[Written instruction] Copy the data from the line that contains "mask of: <item>jasmine garland</item>" to its last line, exactly, including both of those lines and leaving out everything before.

* START Data shown *

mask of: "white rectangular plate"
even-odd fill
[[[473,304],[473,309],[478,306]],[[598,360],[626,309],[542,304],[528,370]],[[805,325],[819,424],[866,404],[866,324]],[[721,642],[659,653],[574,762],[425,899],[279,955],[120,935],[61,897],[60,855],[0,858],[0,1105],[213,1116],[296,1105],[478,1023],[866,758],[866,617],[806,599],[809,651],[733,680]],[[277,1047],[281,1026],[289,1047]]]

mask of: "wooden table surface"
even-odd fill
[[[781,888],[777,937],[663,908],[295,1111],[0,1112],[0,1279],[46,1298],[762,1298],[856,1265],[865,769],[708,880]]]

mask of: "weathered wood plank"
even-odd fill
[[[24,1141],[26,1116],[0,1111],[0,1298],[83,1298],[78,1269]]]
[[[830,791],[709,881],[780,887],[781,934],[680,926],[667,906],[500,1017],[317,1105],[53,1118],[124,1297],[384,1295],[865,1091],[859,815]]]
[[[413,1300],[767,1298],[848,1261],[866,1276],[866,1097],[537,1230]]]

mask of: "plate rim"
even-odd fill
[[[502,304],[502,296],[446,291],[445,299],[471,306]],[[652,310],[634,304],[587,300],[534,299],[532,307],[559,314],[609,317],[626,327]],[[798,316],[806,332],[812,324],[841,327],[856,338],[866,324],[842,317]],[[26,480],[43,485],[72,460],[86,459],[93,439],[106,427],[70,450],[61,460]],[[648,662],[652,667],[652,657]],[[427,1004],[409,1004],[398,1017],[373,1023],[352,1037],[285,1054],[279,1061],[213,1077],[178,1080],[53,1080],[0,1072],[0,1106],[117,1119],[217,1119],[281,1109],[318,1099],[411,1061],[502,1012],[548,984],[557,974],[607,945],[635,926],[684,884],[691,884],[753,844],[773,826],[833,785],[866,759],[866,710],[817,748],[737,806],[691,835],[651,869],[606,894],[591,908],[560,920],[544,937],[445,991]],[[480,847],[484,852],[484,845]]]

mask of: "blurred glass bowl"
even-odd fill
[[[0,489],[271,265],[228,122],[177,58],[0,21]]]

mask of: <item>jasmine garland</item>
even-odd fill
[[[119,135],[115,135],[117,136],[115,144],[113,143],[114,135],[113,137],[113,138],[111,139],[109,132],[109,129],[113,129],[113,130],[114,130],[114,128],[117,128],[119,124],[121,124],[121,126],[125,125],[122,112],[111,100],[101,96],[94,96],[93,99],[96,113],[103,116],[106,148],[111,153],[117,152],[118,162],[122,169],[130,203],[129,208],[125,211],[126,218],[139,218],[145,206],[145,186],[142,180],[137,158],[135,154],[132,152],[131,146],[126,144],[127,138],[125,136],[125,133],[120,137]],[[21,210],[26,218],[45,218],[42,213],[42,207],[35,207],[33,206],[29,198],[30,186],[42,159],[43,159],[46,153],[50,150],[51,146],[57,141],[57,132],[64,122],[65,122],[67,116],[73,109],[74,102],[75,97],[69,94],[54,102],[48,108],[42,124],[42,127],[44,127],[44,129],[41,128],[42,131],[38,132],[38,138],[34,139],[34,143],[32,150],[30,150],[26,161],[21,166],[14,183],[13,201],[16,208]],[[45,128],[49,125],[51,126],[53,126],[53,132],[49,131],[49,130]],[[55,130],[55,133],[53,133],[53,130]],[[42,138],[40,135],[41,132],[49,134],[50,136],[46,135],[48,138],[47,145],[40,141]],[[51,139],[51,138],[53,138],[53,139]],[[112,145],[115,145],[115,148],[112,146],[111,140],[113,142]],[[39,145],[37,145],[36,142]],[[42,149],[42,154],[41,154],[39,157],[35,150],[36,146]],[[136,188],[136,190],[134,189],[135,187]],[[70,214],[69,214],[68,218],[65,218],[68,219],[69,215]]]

* END Data shown *

[Solution to this task]
mask of: <item>jasmine garland</item>
even-odd fill
[[[119,135],[115,135],[117,136],[115,144],[113,143],[114,135],[113,137],[113,138],[111,139],[109,132],[109,129],[113,129],[113,130],[114,130],[114,128],[117,128],[119,124],[121,124],[121,126],[125,125],[122,112],[111,100],[101,96],[94,96],[93,99],[96,113],[103,116],[106,148],[111,153],[117,152],[118,162],[122,169],[130,203],[129,208],[125,211],[126,218],[139,218],[145,206],[145,186],[142,180],[137,158],[135,154],[132,152],[131,146],[126,144],[127,138],[125,136],[125,133],[120,137]],[[21,210],[26,218],[45,218],[42,213],[42,207],[35,207],[33,206],[29,198],[30,186],[42,159],[43,159],[46,153],[50,150],[51,146],[57,141],[57,132],[64,122],[65,122],[67,116],[73,109],[74,102],[75,97],[69,94],[54,102],[48,108],[42,124],[42,127],[44,127],[44,129],[41,128],[42,131],[38,132],[38,138],[34,139],[34,143],[32,150],[30,150],[26,161],[21,166],[14,183],[13,201],[16,208]],[[45,128],[49,125],[51,126],[53,126],[53,132],[49,131],[49,130]],[[55,130],[55,133],[53,133],[53,130]],[[42,138],[40,135],[41,132],[49,134],[50,136],[46,135],[48,138],[47,145],[40,141]],[[51,139],[51,138],[53,138],[53,139]],[[112,145],[115,145],[115,148],[112,146],[111,140],[113,142]],[[39,145],[37,145],[36,142]],[[42,149],[42,154],[41,154],[39,157],[35,150],[36,146]],[[136,188],[136,190],[134,189],[135,187]],[[70,214],[69,214],[68,218],[65,218],[68,219],[69,215]]]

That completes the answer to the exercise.